| LESETEXT |
William Kentridge (* 1955) zählt zu den populärsten Künstlern der Gegenwart, der als Zeichner, Schöpfer von Animationsfilmen, Bühnenbildner, Schauspieler, Regisseur sowie Autor für Film und Bühne arbeitet. In seinem Werk arbeitet er mit den unterschiedlichsten Medien wie Zeichnung, Skulptur, Grafik, Film und Theater. Vor allem mit Zeichnungen, die er in Stop-Motion-Technik, oder steinzeitliches Filmemachen, wie er es nennt, miteinander verhmelzen lässt, wurde er international berühmt. Inhaltlich setzt sich Kentridge mit den Folgen des Kolonialismus und des Apartheidregimes auseinander. Der Zeichner thematisiert das Entstehen und Vergehen seiner Werke auf Papier bis hin zu frühen Spezialeffekten in der Filmgeschichte.
Der Südafrikaner aus Johannesburg entstammt einer jüdischen Rechtsanwaltsfamilie und studierte Politik und Afrikanistik (1973–1976), bevor er sich zuerst der Druckgrafik, dann dem Theater und dem Film zuwandte. Dem Kunststudium an der Johannesburg Art Foundation (1976–1978) folgte der Besuch der Theaterschule École Jacques LeCoq in Paris (1981–1982).
Seit den frühen 1980er Jahren stellt William Kentridge im Kunstkontext aus. Seit den 1990ern ist er auf der internationalen Bühne nicht mehr wegzudenken. Mehrfache Teilnahmen an der Biennale von Venedig und der documenta in Kassel, der Johannesburg Biennale u.v.m. belegen die Bedeutung und die globale Wertschätzung seiner Kunst.
Seit 1976 arbeitet William Kentridge an vielen unterschiedlichen Bühnen- und Opernproduktionen, was auch einen Niederschlag in seinem Werk als bildender Künstler hatte. Bis 2018 hat er bei fünf Opern Regie geführt und das Bühnenbild gestaltet.

| GEZEIGTE AUFLISTUNG |
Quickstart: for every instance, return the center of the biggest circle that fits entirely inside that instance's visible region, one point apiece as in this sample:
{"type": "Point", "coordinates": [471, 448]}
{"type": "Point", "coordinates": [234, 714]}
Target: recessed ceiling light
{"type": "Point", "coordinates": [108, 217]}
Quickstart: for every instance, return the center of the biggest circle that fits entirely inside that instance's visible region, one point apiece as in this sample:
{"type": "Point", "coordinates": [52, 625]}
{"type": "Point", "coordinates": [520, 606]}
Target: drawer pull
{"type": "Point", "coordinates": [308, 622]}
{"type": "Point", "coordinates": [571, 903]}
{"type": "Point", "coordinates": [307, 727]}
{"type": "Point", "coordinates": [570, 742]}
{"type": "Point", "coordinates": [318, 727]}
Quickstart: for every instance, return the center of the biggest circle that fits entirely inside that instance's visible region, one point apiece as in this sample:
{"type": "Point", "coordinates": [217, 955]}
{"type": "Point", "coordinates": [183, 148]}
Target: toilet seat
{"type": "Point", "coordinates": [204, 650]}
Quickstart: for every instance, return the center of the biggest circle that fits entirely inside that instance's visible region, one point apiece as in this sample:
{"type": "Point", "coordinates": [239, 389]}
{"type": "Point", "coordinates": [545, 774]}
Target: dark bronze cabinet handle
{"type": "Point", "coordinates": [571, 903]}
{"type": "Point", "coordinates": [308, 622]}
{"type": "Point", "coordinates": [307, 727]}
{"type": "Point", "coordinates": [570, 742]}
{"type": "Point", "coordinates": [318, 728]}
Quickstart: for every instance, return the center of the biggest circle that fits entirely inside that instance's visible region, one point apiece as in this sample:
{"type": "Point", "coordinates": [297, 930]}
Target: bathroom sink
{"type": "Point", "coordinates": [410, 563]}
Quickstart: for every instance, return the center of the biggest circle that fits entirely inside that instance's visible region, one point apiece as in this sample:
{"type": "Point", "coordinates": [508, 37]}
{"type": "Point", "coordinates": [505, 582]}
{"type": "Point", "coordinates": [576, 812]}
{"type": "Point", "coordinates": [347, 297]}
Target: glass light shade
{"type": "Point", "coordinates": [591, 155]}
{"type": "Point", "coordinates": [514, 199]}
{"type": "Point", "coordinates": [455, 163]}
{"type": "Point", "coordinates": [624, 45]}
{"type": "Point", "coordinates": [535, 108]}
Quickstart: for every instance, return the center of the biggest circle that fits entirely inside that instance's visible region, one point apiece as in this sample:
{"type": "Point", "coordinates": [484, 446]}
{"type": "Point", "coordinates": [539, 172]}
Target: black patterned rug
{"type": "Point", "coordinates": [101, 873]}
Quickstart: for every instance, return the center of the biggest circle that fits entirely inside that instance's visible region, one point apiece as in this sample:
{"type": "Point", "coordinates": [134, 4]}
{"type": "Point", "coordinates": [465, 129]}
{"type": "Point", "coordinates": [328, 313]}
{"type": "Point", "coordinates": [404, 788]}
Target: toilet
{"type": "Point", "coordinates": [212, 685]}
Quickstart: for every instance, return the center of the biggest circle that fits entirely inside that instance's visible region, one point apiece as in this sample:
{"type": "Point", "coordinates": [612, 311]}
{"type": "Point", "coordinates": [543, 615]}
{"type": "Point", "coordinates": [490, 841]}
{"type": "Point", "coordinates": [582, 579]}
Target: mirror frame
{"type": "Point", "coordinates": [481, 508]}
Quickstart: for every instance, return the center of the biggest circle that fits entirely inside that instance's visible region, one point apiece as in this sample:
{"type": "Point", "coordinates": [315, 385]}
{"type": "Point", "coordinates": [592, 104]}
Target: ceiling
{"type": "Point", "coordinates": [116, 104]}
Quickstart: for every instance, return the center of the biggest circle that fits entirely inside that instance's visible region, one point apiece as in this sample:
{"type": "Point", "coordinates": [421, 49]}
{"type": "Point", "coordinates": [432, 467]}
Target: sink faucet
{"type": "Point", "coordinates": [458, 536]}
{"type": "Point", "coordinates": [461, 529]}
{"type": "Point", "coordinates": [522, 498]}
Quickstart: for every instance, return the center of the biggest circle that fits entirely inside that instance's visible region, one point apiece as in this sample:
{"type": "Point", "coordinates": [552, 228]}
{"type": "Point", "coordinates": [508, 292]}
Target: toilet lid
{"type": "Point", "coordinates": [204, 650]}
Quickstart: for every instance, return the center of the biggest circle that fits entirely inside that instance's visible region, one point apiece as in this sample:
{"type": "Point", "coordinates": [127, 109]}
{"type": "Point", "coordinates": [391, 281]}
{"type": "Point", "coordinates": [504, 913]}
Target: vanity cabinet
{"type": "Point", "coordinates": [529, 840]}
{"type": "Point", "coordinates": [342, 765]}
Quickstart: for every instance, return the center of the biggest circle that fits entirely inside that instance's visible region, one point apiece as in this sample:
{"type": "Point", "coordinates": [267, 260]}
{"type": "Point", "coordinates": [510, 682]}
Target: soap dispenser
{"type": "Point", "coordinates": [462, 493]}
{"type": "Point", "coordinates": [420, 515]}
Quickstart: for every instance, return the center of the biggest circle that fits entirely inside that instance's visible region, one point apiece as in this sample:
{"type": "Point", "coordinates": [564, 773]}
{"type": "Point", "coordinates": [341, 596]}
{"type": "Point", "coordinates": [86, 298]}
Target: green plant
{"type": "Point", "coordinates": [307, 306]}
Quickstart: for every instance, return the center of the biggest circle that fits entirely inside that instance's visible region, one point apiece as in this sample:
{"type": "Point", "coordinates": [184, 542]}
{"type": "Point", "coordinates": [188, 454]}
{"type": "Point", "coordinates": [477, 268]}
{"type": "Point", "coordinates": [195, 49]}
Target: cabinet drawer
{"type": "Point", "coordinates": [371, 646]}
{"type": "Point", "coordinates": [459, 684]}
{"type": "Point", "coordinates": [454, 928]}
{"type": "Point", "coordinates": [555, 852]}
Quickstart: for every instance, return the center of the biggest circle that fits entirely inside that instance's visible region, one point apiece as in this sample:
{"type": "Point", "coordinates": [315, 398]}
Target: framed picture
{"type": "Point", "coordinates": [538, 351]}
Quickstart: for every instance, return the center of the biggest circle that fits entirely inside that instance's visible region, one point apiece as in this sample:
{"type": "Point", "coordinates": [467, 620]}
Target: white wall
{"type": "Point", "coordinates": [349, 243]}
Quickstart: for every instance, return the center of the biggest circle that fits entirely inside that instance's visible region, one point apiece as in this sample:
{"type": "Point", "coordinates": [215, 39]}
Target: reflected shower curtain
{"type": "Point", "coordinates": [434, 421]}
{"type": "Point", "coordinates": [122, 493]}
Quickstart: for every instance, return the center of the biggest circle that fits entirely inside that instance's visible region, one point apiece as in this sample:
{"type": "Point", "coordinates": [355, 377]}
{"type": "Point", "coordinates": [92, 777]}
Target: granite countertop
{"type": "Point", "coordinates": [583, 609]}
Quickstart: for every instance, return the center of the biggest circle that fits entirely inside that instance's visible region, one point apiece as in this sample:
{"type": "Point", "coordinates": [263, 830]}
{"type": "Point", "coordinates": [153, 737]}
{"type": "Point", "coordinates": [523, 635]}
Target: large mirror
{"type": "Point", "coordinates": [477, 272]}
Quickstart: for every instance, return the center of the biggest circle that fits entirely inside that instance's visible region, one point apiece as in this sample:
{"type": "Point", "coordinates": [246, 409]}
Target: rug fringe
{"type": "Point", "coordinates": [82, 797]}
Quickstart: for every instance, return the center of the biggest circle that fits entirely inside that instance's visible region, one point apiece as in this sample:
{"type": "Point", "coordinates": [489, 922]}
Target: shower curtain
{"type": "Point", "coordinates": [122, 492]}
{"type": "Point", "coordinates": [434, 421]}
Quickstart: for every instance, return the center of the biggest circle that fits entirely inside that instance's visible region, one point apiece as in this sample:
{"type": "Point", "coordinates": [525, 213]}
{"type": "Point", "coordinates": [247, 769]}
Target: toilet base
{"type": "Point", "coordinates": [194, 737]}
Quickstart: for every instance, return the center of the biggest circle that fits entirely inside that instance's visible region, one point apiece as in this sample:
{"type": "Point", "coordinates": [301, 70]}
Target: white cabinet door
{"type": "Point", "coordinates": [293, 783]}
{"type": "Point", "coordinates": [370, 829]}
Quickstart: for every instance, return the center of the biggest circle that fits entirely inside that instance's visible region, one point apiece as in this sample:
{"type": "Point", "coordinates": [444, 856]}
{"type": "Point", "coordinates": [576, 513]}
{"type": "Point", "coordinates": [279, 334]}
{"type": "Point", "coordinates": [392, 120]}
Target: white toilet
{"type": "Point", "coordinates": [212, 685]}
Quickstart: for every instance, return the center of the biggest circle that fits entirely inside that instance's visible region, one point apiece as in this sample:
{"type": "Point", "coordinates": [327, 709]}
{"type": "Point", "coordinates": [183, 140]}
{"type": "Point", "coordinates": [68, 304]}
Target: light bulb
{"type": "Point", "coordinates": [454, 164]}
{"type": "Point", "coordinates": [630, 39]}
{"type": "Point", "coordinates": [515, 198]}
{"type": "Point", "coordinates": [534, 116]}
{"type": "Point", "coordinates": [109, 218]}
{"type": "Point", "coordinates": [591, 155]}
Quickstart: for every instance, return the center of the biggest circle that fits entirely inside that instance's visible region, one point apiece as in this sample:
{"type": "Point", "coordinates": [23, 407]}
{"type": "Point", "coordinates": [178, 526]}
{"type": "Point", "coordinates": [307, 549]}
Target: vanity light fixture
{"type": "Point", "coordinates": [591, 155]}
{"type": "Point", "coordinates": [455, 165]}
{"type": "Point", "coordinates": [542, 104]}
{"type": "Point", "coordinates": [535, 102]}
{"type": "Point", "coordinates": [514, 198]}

| AUFGABENSTELLUNG |
Führen Sie den Lesetext über William Kentridge im Anschluss an seinen letzten Satz weiter.

| SCHRIFTLICHE ANTWORT |
Kentridge entwickelte seine erste Operninszenierung in Zusammenarbeit mit der Handspring Puppet Company: Claudio Monteverdis „Il ritorno d’Ulisse in patria [Die Heimkehr des Odysseus]“ aus dem Jahr 1641 am Lunatheater in Brüssel. In dieser 90-minütigen Kurzversion von Monteverdis Dreistundenepos wird war anstelle des griechischen Ithaka Südafrika zur „Patria“. Das Bühnenbild besteht aus einem anatomischen Theater des 17. Jahrhunderts, in dem das Sezieren auch vor zahlendem Publikum stattfand, das in den aufsteigenden Reihen ringsherum Platz nimmt. Der hinter die Puppenspieler_innen projizierte Film wird zum zentralen Nervensystem von allem, was physisch auf der Bühne stattfindet, wie zum Beispiel eine moderne Krankenhausstation, ein Ultraschallbild, ein pumpender Blutkreislauf oder ein Verdauungssystem, das sich in Fluten, Flüsse und offene Meere ergießt.
Mit der Bearbeitung der „Zauberflöte“ (1791) von Wolfgang Amadeus Mozart betrat William Kentridge die Welt der internationalen Opernszene. Als eine der weltweit populärsten Opern erzählt das Singspiel von Prinz Tamino, der sich aufmacht, die vom Hohepriester Sarastro entführte Pamina, Tochter der Königin der Nacht, zu retten.
Die in der Oper verwobenen Freimaurerelemente bieten Kentridge eine reichhaltige Bilderwelt für seine innovative Behandlung des Meisterstücks. Sowohl Mozart als auch der Librettist Emanuel Schikaneder waren Freimaurer und auch Logenbrüder. Über einem statischen, handgemalten Bühnenbild, wie im traditionellen Barocktheater üblich, setzen sich seine Zeichnungen dieser Elemente wirbelnd in Bewegung. Kentridge verbindet diese Animationen mit einem Filmdokument aus den 1930er Jahren, welches weiße Männer bei einer Safari zeigt. Eine Hommage an das Bühnenbild des klassizistischen Architekten Karl Friedrich Schinkel aus dem Jahr 1816 findet sich im sternenbesetzten Himmelsgewölbe hinter der Königin der Nacht ebenso wie in zahlreichen weiteren Bezügen.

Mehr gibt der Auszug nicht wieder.